Locate every line below that contains the word "white" and copy it.

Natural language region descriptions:
● ● ● ●
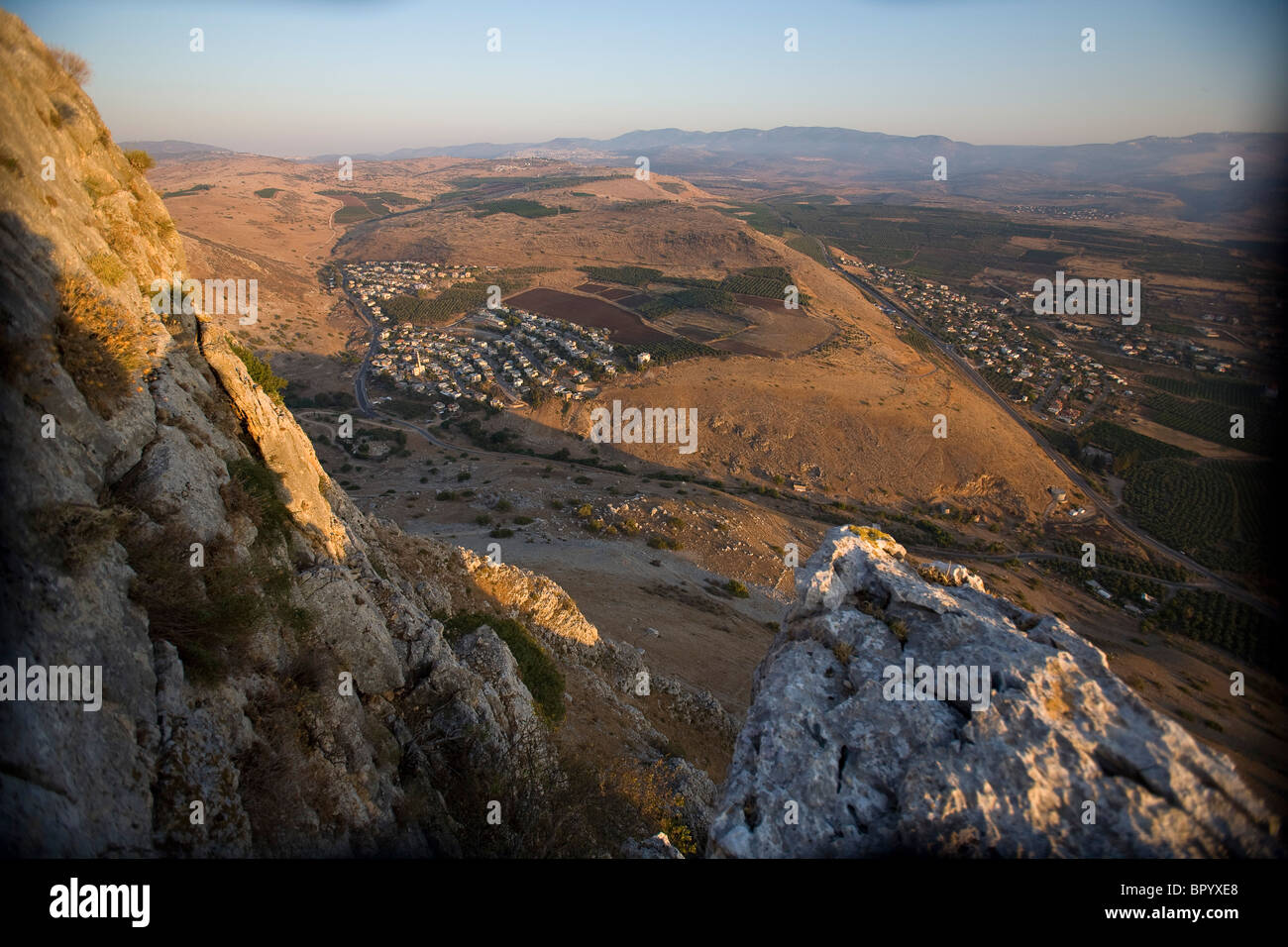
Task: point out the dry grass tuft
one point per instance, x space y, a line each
97 344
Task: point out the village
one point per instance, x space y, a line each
1052 379
1035 368
501 357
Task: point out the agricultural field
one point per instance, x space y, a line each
583 311
957 245
1211 421
364 206
1216 618
1237 394
1188 506
520 208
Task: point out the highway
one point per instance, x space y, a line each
1106 510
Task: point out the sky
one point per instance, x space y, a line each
301 77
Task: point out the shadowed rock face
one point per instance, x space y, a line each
1064 759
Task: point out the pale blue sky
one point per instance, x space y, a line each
300 77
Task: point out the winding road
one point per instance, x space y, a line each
1095 500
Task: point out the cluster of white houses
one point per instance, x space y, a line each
374 282
496 357
1055 379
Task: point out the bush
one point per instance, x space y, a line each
541 676
107 268
254 489
97 344
261 372
72 64
140 159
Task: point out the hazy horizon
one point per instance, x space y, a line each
294 78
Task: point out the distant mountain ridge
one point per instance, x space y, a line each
1198 159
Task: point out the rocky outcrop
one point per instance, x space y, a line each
1051 755
274 682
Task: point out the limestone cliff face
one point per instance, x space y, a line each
836 761
168 522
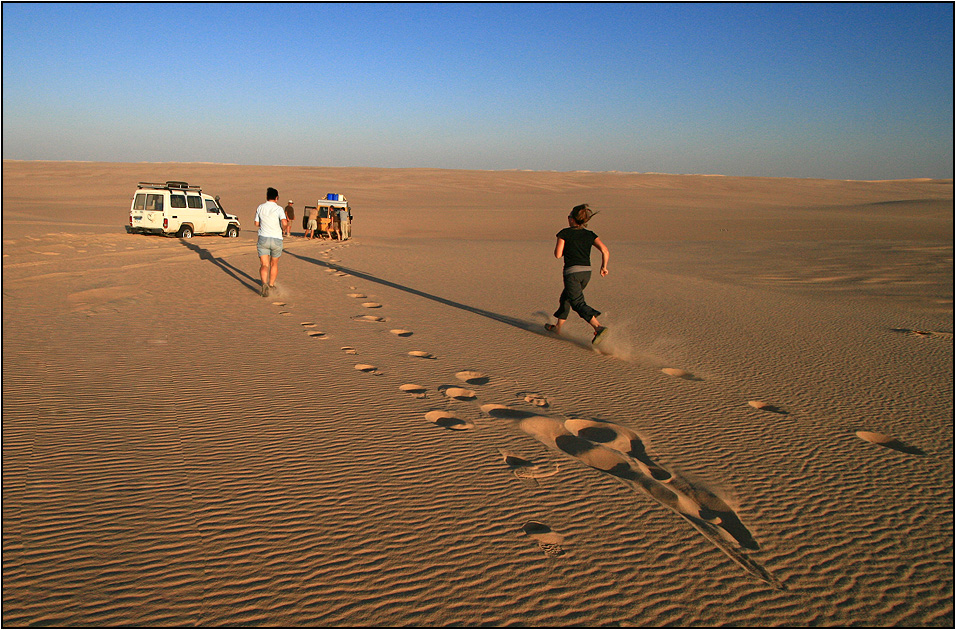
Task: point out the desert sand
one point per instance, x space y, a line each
392 439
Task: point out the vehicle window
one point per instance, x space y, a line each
154 203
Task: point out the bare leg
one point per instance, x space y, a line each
264 269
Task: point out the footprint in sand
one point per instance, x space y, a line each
472 378
449 421
889 442
549 540
416 390
678 373
525 469
762 406
621 439
458 393
533 398
368 318
922 333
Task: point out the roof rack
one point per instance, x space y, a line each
169 185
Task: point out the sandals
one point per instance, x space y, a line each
599 334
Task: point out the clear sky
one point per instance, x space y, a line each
844 91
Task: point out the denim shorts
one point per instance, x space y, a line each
269 246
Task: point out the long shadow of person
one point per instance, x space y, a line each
230 270
506 319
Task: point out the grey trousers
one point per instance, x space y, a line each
573 297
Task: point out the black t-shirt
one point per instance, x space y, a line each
577 246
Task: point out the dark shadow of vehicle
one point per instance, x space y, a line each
230 270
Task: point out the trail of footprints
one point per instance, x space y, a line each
603 445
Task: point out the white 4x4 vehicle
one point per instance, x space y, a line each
176 208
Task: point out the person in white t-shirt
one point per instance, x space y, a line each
271 221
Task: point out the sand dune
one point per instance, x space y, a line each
393 439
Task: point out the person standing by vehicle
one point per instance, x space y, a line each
290 215
271 221
574 244
311 213
344 225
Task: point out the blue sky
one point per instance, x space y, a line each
844 91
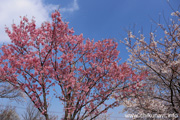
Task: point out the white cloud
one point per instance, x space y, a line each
10 10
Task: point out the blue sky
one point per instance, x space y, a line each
96 19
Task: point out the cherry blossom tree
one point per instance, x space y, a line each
160 56
82 73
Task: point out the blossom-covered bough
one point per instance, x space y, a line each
83 74
161 58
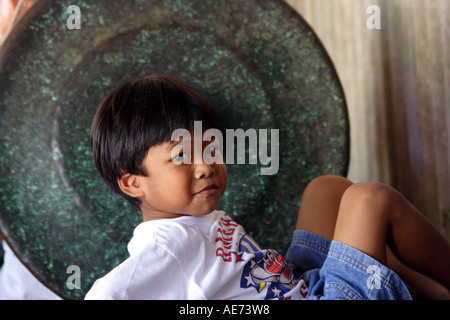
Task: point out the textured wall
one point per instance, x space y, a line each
● ● ● ●
RESPONSE TO THIS TASK:
Task: point out the cluster of white houses
Task: point out the white 4x4 vehicle
Task: point out the person in white t-shirt
Task: point out the white cloud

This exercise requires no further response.